**任务要求**. 把下面的所有行放进一个 Markdown 表格，空行不计，“序号”列填行的编号，“内容”列填该行文字。

━━ 练习数据

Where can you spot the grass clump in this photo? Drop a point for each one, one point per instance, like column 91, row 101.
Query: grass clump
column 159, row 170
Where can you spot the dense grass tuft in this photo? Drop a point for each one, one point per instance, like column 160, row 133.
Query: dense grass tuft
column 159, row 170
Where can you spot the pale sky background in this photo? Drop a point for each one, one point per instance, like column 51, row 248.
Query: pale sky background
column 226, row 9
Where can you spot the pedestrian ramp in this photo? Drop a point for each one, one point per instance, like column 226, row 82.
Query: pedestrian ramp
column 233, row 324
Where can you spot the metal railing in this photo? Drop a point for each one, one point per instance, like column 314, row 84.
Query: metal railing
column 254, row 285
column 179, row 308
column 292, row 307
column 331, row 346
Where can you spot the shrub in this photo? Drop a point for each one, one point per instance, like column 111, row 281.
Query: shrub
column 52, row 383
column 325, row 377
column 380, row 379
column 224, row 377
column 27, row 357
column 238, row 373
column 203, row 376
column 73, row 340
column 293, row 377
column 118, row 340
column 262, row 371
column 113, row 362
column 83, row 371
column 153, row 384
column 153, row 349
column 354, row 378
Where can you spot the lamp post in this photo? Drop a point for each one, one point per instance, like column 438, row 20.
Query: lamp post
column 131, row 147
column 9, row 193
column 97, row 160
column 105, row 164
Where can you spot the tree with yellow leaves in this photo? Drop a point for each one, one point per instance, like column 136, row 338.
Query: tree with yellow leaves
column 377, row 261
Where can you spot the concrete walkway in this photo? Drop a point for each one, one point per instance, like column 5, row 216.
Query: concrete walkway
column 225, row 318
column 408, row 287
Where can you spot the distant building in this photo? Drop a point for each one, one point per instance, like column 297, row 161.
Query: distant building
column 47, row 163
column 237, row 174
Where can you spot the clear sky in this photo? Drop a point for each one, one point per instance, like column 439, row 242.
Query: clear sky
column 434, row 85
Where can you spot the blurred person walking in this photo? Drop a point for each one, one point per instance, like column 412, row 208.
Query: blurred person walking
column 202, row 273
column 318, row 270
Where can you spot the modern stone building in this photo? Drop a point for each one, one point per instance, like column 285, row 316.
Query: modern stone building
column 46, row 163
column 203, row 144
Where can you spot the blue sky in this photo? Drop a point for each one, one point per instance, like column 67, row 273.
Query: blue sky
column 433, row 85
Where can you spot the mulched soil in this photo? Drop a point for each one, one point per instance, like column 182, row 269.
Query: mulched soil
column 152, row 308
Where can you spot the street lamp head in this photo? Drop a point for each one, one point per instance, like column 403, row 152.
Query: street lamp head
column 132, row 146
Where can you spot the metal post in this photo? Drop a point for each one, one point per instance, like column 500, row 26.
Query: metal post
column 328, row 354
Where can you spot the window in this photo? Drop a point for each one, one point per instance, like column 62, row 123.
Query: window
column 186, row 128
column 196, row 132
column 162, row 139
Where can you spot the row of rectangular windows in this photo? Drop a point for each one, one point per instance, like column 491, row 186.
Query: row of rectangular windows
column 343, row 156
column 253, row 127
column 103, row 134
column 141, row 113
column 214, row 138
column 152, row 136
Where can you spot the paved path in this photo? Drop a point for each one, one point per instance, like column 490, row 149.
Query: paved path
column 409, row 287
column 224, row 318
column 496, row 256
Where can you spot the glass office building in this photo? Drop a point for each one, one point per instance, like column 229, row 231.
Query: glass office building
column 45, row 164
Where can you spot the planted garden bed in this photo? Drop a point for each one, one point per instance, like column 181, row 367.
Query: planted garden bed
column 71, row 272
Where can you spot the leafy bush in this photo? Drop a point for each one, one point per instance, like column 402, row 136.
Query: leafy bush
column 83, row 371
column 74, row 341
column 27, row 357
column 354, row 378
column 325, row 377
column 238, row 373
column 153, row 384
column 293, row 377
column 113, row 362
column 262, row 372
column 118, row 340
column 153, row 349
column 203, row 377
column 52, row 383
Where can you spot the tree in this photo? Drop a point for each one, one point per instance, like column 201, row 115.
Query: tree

━━━━

**参考答案**.
| 序号 | 内容 |
|---|---|
| 1 | Where can you spot the grass clump in this photo? Drop a point for each one, one point per instance, like column 91, row 101. |
| 2 | Query: grass clump |
| 3 | column 159, row 170 |
| 4 | Where can you spot the dense grass tuft in this photo? Drop a point for each one, one point per instance, like column 160, row 133. |
| 5 | Query: dense grass tuft |
| 6 | column 159, row 170 |
| 7 | Where can you spot the pale sky background in this photo? Drop a point for each one, one point per instance, like column 51, row 248. |
| 8 | Query: pale sky background |
| 9 | column 226, row 9 |
| 10 | Where can you spot the pedestrian ramp in this photo? Drop a point for each one, one point per instance, like column 226, row 82. |
| 11 | Query: pedestrian ramp |
| 12 | column 233, row 324 |
| 13 | Where can you spot the metal railing in this photo? Drop a point for each one, one point per instance, like column 314, row 84. |
| 14 | Query: metal railing |
| 15 | column 254, row 285 |
| 16 | column 179, row 308 |
| 17 | column 292, row 307 |
| 18 | column 331, row 346 |
| 19 | Where can you spot the shrub in this photo? Drop a point for each one, one point per instance, like column 111, row 281. |
| 20 | Query: shrub |
| 21 | column 52, row 383 |
| 22 | column 325, row 377 |
| 23 | column 380, row 379 |
| 24 | column 224, row 377 |
| 25 | column 27, row 357 |
| 26 | column 238, row 373 |
| 27 | column 203, row 376 |
| 28 | column 73, row 340 |
| 29 | column 293, row 377 |
| 30 | column 118, row 340 |
| 31 | column 262, row 371 |
| 32 | column 113, row 362 |
| 33 | column 83, row 371 |
| 34 | column 153, row 384 |
| 35 | column 153, row 349 |
| 36 | column 354, row 378 |
| 37 | Where can you spot the lamp post in this photo? Drop a point for each one, one point per instance, like column 438, row 20. |
| 38 | Query: lamp post |
| 39 | column 131, row 147 |
| 40 | column 9, row 193 |
| 41 | column 97, row 160 |
| 42 | column 105, row 164 |
| 43 | Where can you spot the tree with yellow leaves in this photo? Drop a point for each one, one point per instance, like column 136, row 338. |
| 44 | Query: tree with yellow leaves |
| 45 | column 377, row 261 |
| 46 | Where can you spot the concrete walkway in this photo? Drop a point for each one, one point per instance, like column 5, row 216. |
| 47 | Query: concrete walkway |
| 48 | column 225, row 318 |
| 49 | column 408, row 287 |
| 50 | Where can you spot the distant building in this photo? Drop a point for each one, one point per instance, like column 297, row 161. |
| 51 | Query: distant building |
| 52 | column 47, row 163 |
| 53 | column 237, row 174 |
| 54 | Where can you spot the clear sky in this photo? Drop a point for each one, one point per instance, like column 439, row 242. |
| 55 | Query: clear sky |
| 56 | column 434, row 85 |
| 57 | Where can you spot the blurred person walking in this photo? Drop a point for each one, one point per instance, like column 412, row 208. |
| 58 | Query: blurred person walking |
| 59 | column 202, row 273 |
| 60 | column 318, row 270 |
| 61 | Where can you spot the modern stone building in this photo? Drop a point for each one, one point per instance, like column 285, row 316. |
| 62 | Query: modern stone building |
| 63 | column 46, row 163 |
| 64 | column 203, row 144 |
| 65 | Where can you spot the blue sky in this photo? Drop a point for each one, one point per instance, like column 67, row 273. |
| 66 | Query: blue sky |
| 67 | column 433, row 85 |
| 68 | Where can you spot the mulched soil in this photo? Drop a point for each one, one point per instance, like column 182, row 269. |
| 69 | Query: mulched soil |
| 70 | column 152, row 308 |
| 71 | Where can you spot the street lamp head in this photo? Drop a point for each one, one point per instance, like column 403, row 152. |
| 72 | Query: street lamp head |
| 73 | column 132, row 146 |
| 74 | Where can you spot the metal post in this photo? Drop a point for each one, one point per instance, like column 500, row 26. |
| 75 | Query: metal post |
| 76 | column 328, row 354 |
| 77 | Where can you spot the window in this photo? Drop a point for each one, one point per instance, like column 62, row 123. |
| 78 | Query: window |
| 79 | column 186, row 128 |
| 80 | column 196, row 132 |
| 81 | column 162, row 139 |
| 82 | Where can you spot the row of rectangular windows in this photo? Drop a point for each one, one point per instance, like column 491, row 186. |
| 83 | Query: row of rectangular windows |
| 84 | column 343, row 156 |
| 85 | column 253, row 127 |
| 86 | column 103, row 134 |
| 87 | column 141, row 113 |
| 88 | column 214, row 138 |
| 89 | column 152, row 136 |
| 90 | Where can you spot the paved path in this photo? Drop a point for each one, one point per instance, like column 490, row 149. |
| 91 | Query: paved path |
| 92 | column 409, row 287 |
| 93 | column 224, row 318 |
| 94 | column 496, row 256 |
| 95 | Where can you spot the glass office building in this photo? Drop a point for each one, one point per instance, like column 229, row 231. |
| 96 | Query: glass office building |
| 97 | column 45, row 164 |
| 98 | Where can you spot the planted garden bed in this photo? Drop a point for each one, one point per instance, like column 181, row 367. |
| 99 | Query: planted garden bed |
| 100 | column 71, row 272 |
| 101 | Where can you spot the leafy bush in this photo? Drop a point for each one, one point per instance, like column 402, row 136. |
| 102 | Query: leafy bush |
| 103 | column 83, row 371 |
| 104 | column 74, row 341 |
| 105 | column 27, row 357 |
| 106 | column 354, row 378 |
| 107 | column 325, row 377 |
| 108 | column 238, row 373 |
| 109 | column 153, row 384 |
| 110 | column 293, row 377 |
| 111 | column 113, row 362 |
| 112 | column 262, row 372 |
| 113 | column 118, row 340 |
| 114 | column 153, row 349 |
| 115 | column 203, row 377 |
| 116 | column 52, row 383 |
| 117 | Where can you spot the tree in this photo? Drop a point for each one, one point per instance, like column 201, row 115. |
| 118 | Query: tree |